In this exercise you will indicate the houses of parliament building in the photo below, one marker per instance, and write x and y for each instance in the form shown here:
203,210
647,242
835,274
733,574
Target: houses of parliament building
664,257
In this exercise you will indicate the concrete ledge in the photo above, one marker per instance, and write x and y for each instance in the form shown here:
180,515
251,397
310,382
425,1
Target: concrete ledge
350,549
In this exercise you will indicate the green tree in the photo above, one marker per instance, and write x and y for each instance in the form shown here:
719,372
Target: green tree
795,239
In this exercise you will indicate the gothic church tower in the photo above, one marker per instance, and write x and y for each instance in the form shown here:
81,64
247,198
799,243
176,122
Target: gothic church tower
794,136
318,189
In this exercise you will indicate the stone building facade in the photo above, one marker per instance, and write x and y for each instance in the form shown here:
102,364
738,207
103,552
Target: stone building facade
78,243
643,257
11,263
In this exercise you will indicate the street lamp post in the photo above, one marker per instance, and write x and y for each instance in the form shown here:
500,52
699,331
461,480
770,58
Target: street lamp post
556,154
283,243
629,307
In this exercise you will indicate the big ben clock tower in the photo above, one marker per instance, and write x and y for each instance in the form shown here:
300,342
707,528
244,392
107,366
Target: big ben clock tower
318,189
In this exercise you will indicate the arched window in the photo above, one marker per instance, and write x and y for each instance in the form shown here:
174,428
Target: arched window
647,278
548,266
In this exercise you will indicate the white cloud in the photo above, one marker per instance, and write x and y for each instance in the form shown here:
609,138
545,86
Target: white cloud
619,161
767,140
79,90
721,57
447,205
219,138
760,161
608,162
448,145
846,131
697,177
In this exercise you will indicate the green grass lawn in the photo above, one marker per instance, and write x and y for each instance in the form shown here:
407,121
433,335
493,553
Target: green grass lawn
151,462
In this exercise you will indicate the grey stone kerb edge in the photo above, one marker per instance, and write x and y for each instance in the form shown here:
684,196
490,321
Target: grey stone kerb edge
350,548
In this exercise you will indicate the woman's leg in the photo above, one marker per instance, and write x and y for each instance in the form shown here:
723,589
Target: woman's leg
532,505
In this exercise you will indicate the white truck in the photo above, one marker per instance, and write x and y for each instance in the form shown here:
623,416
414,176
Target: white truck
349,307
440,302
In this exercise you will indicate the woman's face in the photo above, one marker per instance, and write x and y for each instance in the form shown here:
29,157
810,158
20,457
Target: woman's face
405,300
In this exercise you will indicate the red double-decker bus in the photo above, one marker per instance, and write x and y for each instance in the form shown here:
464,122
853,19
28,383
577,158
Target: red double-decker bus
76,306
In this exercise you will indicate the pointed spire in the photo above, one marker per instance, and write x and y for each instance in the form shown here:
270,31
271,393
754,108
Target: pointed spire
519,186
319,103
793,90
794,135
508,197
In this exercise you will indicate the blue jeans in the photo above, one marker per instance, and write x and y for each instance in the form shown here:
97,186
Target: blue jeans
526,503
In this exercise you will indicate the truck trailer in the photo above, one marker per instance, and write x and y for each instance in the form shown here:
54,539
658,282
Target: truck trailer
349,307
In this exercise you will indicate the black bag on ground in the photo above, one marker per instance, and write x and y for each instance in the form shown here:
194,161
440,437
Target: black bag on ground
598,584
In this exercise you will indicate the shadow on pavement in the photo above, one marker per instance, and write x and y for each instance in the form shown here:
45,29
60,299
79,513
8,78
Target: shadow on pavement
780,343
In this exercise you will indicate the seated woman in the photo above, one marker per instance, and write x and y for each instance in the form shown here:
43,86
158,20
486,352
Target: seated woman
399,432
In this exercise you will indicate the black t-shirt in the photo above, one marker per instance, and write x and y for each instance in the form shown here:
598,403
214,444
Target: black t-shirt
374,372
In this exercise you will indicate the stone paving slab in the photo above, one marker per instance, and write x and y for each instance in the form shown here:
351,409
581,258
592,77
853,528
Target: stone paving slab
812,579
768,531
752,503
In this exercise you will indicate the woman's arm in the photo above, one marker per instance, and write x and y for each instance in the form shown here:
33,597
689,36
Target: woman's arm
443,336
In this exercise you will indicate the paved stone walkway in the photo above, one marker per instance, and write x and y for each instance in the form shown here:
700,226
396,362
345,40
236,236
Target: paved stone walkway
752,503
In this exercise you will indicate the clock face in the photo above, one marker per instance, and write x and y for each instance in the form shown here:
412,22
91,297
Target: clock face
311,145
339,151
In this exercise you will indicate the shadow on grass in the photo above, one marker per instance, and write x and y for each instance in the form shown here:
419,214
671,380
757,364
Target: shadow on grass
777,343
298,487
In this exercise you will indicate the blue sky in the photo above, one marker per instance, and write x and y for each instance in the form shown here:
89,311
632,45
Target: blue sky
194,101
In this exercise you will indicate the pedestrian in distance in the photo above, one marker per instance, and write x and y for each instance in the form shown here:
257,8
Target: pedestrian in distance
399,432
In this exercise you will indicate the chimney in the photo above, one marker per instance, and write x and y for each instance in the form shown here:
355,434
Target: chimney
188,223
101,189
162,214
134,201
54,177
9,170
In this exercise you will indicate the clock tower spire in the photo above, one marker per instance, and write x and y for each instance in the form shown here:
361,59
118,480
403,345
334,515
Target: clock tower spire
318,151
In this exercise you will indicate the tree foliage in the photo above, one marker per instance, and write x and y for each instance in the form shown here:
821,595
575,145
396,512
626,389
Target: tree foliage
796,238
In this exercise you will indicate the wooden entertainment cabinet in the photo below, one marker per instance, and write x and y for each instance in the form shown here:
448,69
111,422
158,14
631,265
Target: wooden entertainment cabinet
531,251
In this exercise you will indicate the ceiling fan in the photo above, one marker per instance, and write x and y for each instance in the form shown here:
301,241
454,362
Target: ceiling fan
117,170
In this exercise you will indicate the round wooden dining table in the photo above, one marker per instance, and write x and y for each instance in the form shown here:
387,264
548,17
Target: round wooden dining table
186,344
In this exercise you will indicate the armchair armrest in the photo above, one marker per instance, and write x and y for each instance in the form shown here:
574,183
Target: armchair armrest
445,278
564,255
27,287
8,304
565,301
━━━━━━━━━━━━━━━━━━━━
**Instructions for the task**
Copy out every line in the records where the word "below" is found.

**Task output**
In this exercise you will indicate the houses of parliament building in the photo below, one marker per instance, and write x and y for each instance in the form shown here:
In this exercise you will indicate the wooden entertainment cabinet in the photo below, one marker per instance, and write x and y for each instance in the form shown here:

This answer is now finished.